Italian super-green speed demon hits 3MFLops per Watt of power
The new “Eurora” supercomputer, at Italy’s CINECA centre in Bologna, has set a record for energy-efficient computing – and shares a room with Fermi, a supercomputer built to IBM’s Blue Gene/Q specs, which was ranked ninth in the world in the most recent (November 2012) Top5oo list of supercomputers.
The super-green computer delivers 3,150 Megaflops per Watt [a “Flop” is a floating point operation per second], which shattered the previous energy efficiency record for supercomputers, and is based on Intel CPUs with NVidia Kepler co-processors. It has warm-water cooling and an innovative Torus 3D network. TechWeekEurope Italy went to CINECA to see the new eco-computing marvel, and also meet its older brother, the Blue Gene/Q system which CINECA named after the Italian scientific genius Enrico Fermi.
Eurora is based on the Aurora Tigon hybrid supercomputer launched in November by the EuroTech supercomputer group, and named after a tiger-lion crossbreed. Like most new fast supercomputers, Tigon has nodes combining regular CPUs with co-processors – in this case each node combines two Xeon E5 CPUs, and two accelerators, which are either NVidia Kepler GPUs, or the competing but still largely untried Intel Phi accelerators launched in November.
For its supercomputer, CINECA stuck with the NVidia option, naming the device “Eurora” to distinguish it from the generic Aurora design. The system was funded to the tune of €1 million, within the Partnership for Advanced Computing in Europe (PRACE) and built at CINECA, a non-profit centre funded by 54 Italian universities and research institutes.
The project was conceived in August 2011, and really got started in July 2012, when the hardware was bought. CINECA’s Eurora will be used in various fields, to study the constituents of matter, astrophysics and the study of weather, and can deliver a sustained performance of 1700 Gigaflops per node.
The project is not just about setting records in computing power, says Carlo Cavazzoni, of CINECA’s department of high performance computing (HPC). What he wants to do is overcome other limitations in energy, footprint, and cost – measured in Flops per Watt, Flops per square metre, and Flops per Dollar.
“Right now, CINECA’s Eurora is at the top of the charts for worldwide efficiency,” he said. “We will see if it can hold the position until the next update of the published list in the spring.”
Delivering 3150 MFlops for every per Watt, the system is comfortably ahead of the leader of the current published list, the Beacon system at NICS Tennessee, with 2499 MFlops per Watt. Supercomputers typically burn more energy than conventional systems, but the Eurora is around fifteen times more efficient than a desktop system.

> _Job A_
Answer these questions from the article on the Eurora supercomputer, each on its own line:
(i) How much funding did the system receive?
(ii) What sustained performance can it deliver per node?
(iii) Which system leads the current published list, and how efficient is it?
> _Job B_
Write a continuation of the article on the Eurora supercomputer, picking up after its final sentence.
The lines below come from a different source than the article on the Eurora supercomputer.

> _Listing_
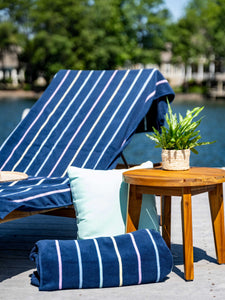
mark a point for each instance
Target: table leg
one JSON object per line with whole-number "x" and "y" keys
{"x": 217, "y": 216}
{"x": 166, "y": 219}
{"x": 187, "y": 234}
{"x": 134, "y": 202}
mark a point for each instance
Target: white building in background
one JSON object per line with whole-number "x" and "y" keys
{"x": 177, "y": 74}
{"x": 9, "y": 67}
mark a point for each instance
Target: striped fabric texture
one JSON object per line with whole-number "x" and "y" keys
{"x": 84, "y": 119}
{"x": 134, "y": 258}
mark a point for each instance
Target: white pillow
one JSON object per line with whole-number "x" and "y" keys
{"x": 100, "y": 201}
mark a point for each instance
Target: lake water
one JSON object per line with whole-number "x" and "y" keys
{"x": 141, "y": 148}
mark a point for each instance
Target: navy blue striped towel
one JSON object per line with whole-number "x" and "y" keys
{"x": 84, "y": 119}
{"x": 133, "y": 258}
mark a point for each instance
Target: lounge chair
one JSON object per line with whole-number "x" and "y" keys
{"x": 84, "y": 119}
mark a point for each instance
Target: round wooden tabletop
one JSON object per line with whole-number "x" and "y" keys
{"x": 195, "y": 176}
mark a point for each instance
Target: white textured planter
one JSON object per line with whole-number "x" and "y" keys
{"x": 175, "y": 160}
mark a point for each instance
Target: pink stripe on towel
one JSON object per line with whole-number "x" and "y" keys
{"x": 138, "y": 258}
{"x": 60, "y": 263}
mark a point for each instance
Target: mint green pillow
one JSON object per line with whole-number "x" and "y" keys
{"x": 100, "y": 201}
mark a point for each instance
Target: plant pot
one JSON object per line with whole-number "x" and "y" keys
{"x": 175, "y": 160}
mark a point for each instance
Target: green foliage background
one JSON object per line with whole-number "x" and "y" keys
{"x": 100, "y": 34}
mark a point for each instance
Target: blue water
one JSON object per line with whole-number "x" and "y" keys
{"x": 141, "y": 148}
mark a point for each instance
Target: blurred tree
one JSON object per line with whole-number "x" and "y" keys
{"x": 200, "y": 33}
{"x": 9, "y": 39}
{"x": 88, "y": 34}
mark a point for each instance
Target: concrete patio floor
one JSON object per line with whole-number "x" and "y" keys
{"x": 18, "y": 237}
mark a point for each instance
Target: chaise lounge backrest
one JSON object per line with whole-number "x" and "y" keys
{"x": 85, "y": 119}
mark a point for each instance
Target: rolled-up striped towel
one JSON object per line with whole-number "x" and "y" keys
{"x": 133, "y": 258}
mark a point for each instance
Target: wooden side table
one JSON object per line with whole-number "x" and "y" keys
{"x": 185, "y": 184}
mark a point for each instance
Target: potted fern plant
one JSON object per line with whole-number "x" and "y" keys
{"x": 178, "y": 139}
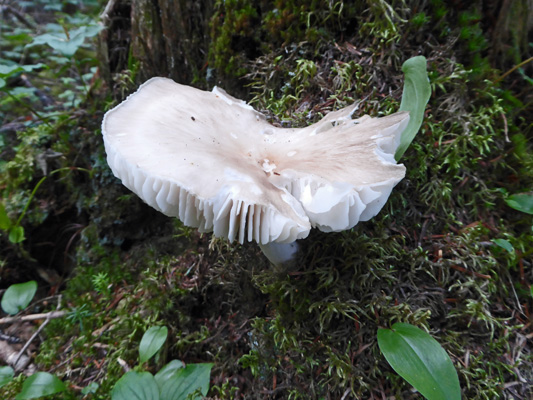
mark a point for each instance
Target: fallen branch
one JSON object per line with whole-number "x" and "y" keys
{"x": 33, "y": 317}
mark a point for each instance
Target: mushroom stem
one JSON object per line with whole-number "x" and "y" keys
{"x": 279, "y": 253}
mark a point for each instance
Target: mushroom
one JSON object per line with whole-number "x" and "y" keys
{"x": 217, "y": 164}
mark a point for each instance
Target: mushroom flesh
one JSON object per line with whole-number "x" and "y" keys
{"x": 217, "y": 164}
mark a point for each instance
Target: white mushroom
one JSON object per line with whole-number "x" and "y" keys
{"x": 215, "y": 163}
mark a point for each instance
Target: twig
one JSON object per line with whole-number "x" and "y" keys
{"x": 41, "y": 327}
{"x": 33, "y": 317}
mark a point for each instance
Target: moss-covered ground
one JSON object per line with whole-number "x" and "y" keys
{"x": 431, "y": 258}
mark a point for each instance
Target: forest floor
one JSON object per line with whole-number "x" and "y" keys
{"x": 451, "y": 252}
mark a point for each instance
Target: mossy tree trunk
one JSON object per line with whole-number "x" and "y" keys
{"x": 156, "y": 38}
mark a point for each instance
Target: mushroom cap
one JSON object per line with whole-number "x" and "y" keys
{"x": 215, "y": 163}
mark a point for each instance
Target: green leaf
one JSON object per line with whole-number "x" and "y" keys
{"x": 6, "y": 374}
{"x": 40, "y": 384}
{"x": 90, "y": 388}
{"x": 16, "y": 234}
{"x": 416, "y": 94}
{"x": 5, "y": 222}
{"x": 17, "y": 297}
{"x": 521, "y": 202}
{"x": 67, "y": 46}
{"x": 420, "y": 360}
{"x": 167, "y": 371}
{"x": 504, "y": 244}
{"x": 136, "y": 386}
{"x": 151, "y": 342}
{"x": 186, "y": 381}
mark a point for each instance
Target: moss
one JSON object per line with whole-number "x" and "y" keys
{"x": 428, "y": 258}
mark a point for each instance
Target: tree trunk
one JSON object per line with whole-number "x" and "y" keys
{"x": 156, "y": 38}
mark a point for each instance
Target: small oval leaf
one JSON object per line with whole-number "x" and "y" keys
{"x": 16, "y": 234}
{"x": 6, "y": 374}
{"x": 167, "y": 371}
{"x": 17, "y": 297}
{"x": 40, "y": 384}
{"x": 152, "y": 341}
{"x": 5, "y": 222}
{"x": 136, "y": 386}
{"x": 415, "y": 96}
{"x": 420, "y": 360}
{"x": 504, "y": 244}
{"x": 186, "y": 381}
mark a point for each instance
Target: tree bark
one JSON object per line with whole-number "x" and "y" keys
{"x": 156, "y": 38}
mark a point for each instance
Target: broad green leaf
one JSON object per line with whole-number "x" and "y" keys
{"x": 40, "y": 384}
{"x": 6, "y": 374}
{"x": 151, "y": 342}
{"x": 90, "y": 388}
{"x": 521, "y": 202}
{"x": 67, "y": 46}
{"x": 10, "y": 70}
{"x": 136, "y": 386}
{"x": 167, "y": 371}
{"x": 16, "y": 234}
{"x": 504, "y": 244}
{"x": 186, "y": 381}
{"x": 416, "y": 94}
{"x": 420, "y": 360}
{"x": 5, "y": 222}
{"x": 17, "y": 297}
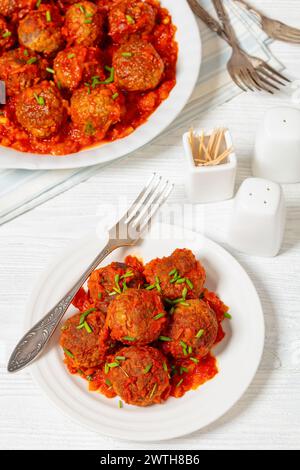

> _Final result A_
(i) €1 million
(ii) 1700 Gigaflops per node
(iii) The Beacon system at NICS Tennessee, with 2499 MFlops per Watt

> _Final result B_
For a more simple measurement of plain energy efficiency CINECA uses the PUE (power usage effectiveness) which is derived by dividing the power used by that delivered to the IT kit. Here, it again sets a supercomputing record of just 1.05 , meaning that for every Watt delivered to the computing part of the hardware, only 50mW is needed to run the cooling circuits.
The system has no superfluous components. There are no fans, because the system is cooled by water – and hot water turns out to be the most efficient method. All components are soldered on the motherboard, including the RAM, in a “dense” architecture design.
The cooling system is the real strength of Aurora Tigon. Filtered. de-ionised water is used at a temperature up to 50 degrees, with pressure between 2 and 4 bar, to keep the components at their optimal temperature of about 80 degrees. The CPU and GPU loads are cooled separately and even in summer the cooling costs are low, with minimal pollution levels without the need for chillers.
The water circulates in special bars around each node, pumped from the bottom upwards, while the rack’s 10 kW electrical power arrives from above.
Each node can work with two Intel Xeon E5-2687W processors, with 16 cores, using up to 150 watts. The CINECA system uses two Nvidia Kepler K20 GPUs, each with a performance of 3.52TFlops .
Each node has up to 64 GB of ECC DDR3 RAM . The architecture holds eight nodes side by side in a chassis, and up to 16 chassis per rack. This means the Aurora Tigon can hold up to 2048 cores per rack: CINECA showed us units with 128 CPUs and 128 GPUs.
The system is monitored with a Linux system that uses three independent sensors on redundant network with power control for each of the GPU slots. The system can cost from €1.4 million to €2.4 million (CINECA’s is not fully loaded obviously). For its network the Aurora Tigon has 40Gbps, but it can go up to more than 240Gbps.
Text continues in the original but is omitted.